# What to do
Render every one of the rows below as a numbered list, dropping blank lines and leaving out any picture.

"""

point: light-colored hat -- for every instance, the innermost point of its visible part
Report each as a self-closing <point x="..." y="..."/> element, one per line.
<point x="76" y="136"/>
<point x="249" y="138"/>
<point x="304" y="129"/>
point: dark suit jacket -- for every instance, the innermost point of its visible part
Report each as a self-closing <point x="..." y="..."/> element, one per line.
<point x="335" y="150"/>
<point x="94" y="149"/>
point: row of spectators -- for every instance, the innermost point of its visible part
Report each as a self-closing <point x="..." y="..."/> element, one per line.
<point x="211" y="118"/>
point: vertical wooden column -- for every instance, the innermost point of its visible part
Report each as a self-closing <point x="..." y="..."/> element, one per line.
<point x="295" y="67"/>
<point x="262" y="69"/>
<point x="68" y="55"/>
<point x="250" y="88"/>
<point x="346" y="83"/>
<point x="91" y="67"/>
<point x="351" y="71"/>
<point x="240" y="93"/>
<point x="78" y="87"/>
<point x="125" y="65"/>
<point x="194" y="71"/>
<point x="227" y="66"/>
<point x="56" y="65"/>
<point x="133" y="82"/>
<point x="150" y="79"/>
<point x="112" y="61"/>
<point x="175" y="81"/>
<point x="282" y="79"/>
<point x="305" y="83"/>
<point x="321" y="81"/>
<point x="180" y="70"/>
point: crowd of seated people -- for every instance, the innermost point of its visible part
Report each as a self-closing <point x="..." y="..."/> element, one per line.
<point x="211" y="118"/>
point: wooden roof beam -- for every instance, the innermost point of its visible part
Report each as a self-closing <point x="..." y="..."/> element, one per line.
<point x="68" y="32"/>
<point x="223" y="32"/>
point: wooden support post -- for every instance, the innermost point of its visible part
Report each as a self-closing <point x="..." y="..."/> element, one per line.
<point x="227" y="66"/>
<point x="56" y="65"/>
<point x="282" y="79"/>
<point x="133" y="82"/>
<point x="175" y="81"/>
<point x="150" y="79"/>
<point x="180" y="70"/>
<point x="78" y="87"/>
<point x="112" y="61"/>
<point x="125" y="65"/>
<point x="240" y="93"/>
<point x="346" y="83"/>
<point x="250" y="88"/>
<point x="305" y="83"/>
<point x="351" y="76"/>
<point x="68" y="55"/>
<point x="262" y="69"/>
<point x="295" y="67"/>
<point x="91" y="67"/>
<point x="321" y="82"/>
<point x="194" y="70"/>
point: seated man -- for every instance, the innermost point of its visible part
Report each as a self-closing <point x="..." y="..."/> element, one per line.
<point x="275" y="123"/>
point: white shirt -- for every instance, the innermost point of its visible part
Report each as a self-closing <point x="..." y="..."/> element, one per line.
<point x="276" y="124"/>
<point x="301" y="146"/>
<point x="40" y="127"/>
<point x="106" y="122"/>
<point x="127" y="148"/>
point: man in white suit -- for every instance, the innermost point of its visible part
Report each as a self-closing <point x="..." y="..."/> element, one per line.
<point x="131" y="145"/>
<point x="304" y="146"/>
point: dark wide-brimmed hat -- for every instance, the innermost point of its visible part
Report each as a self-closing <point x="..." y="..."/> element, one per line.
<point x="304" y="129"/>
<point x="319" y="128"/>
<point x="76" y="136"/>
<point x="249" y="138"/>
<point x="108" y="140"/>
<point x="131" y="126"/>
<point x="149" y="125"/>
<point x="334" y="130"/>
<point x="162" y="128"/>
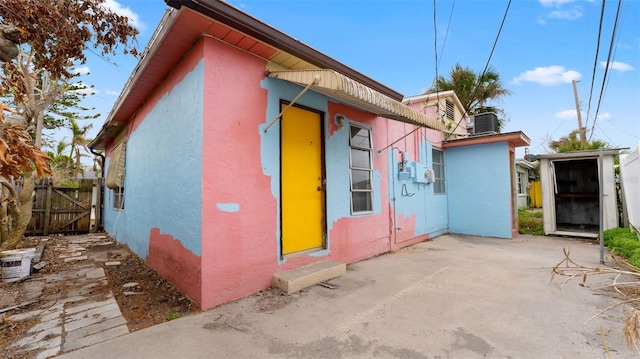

"""

# Result
1. point: light-colored hat -- for every instance, the innermost point of its visible part
2. Report each as a self-closing <point x="..." y="..."/> element, one per line.
3. <point x="76" y="136"/>
4. <point x="249" y="138"/>
5. <point x="304" y="129"/>
6. point: dark suit jacket -- for every instance, the innermost point of its visible part
7. Report each as a self-closing <point x="..." y="..."/> element, one per line.
8. <point x="335" y="150"/>
9. <point x="94" y="149"/>
10. point: row of spectators -- for every instance, the innermost point of its visible part
11. Report each as a self-closing <point x="..." y="..."/> element, one per line.
12. <point x="211" y="118"/>
13. point: vertical wooden column -- for every instance, the innermost point of its visible part
14. Report each as a self-closing <point x="..." y="..."/> element, one per line.
15. <point x="295" y="67"/>
16. <point x="262" y="69"/>
17. <point x="68" y="55"/>
18. <point x="250" y="88"/>
19. <point x="346" y="83"/>
20. <point x="91" y="67"/>
21. <point x="351" y="71"/>
22. <point x="240" y="93"/>
23. <point x="78" y="87"/>
24. <point x="125" y="65"/>
25. <point x="194" y="71"/>
26. <point x="227" y="66"/>
27. <point x="56" y="65"/>
28. <point x="133" y="82"/>
29. <point x="150" y="79"/>
30. <point x="112" y="61"/>
31. <point x="175" y="81"/>
32. <point x="282" y="79"/>
33. <point x="305" y="83"/>
34. <point x="321" y="81"/>
35. <point x="180" y="70"/>
36. point: crowd of seated people -- for every instance, the innermost point of its visible part
37. Report each as a self-closing <point x="..." y="..."/> element, one per line.
38. <point x="211" y="118"/>
39. point: wooden roof beam -- for every instance, the innermost point of its visible part
40. Report each as a self-closing <point x="..." y="..."/> element, one per line.
41. <point x="68" y="32"/>
42. <point x="223" y="32"/>
43. point: wooden support post -- for every instance, the innermost point of its visible part
44. Report each as a self-closing <point x="..." y="..."/> element, one per line.
45. <point x="227" y="66"/>
46. <point x="56" y="65"/>
47. <point x="282" y="79"/>
48. <point x="133" y="82"/>
49. <point x="175" y="81"/>
50. <point x="150" y="79"/>
51. <point x="180" y="70"/>
52. <point x="78" y="87"/>
53. <point x="112" y="61"/>
54. <point x="125" y="65"/>
55. <point x="240" y="93"/>
56. <point x="346" y="83"/>
57. <point x="250" y="88"/>
58. <point x="305" y="83"/>
59. <point x="351" y="76"/>
60. <point x="68" y="55"/>
61. <point x="262" y="69"/>
62. <point x="295" y="67"/>
63. <point x="91" y="67"/>
64. <point x="321" y="82"/>
65. <point x="194" y="70"/>
66. point: seated man -- for every instance, the innermost point of its visible part
67. Report each as a self-closing <point x="..." y="..."/> element, one per line.
68. <point x="275" y="123"/>
69. point: white shirt -- for every instance, the innermost point of its visible part
70. Report each as a self-closing <point x="..." y="..."/> element, one per line.
71. <point x="276" y="124"/>
72. <point x="301" y="146"/>
73. <point x="40" y="127"/>
74. <point x="106" y="122"/>
75. <point x="127" y="148"/>
76. point: man in white suit -- for every instance, the innermost point of its visible part
77. Report each as a self-closing <point x="..." y="..."/> element, one per line.
78. <point x="131" y="145"/>
79. <point x="304" y="146"/>
80. point: dark wide-brimmed hat -- for every instance, the innermost point of its visible part
81. Report each as a self-closing <point x="..." y="..."/> element, one per line.
82. <point x="304" y="129"/>
83. <point x="319" y="128"/>
84. <point x="76" y="136"/>
85. <point x="249" y="138"/>
86. <point x="108" y="140"/>
87. <point x="131" y="126"/>
88. <point x="149" y="125"/>
89. <point x="334" y="130"/>
90. <point x="162" y="128"/>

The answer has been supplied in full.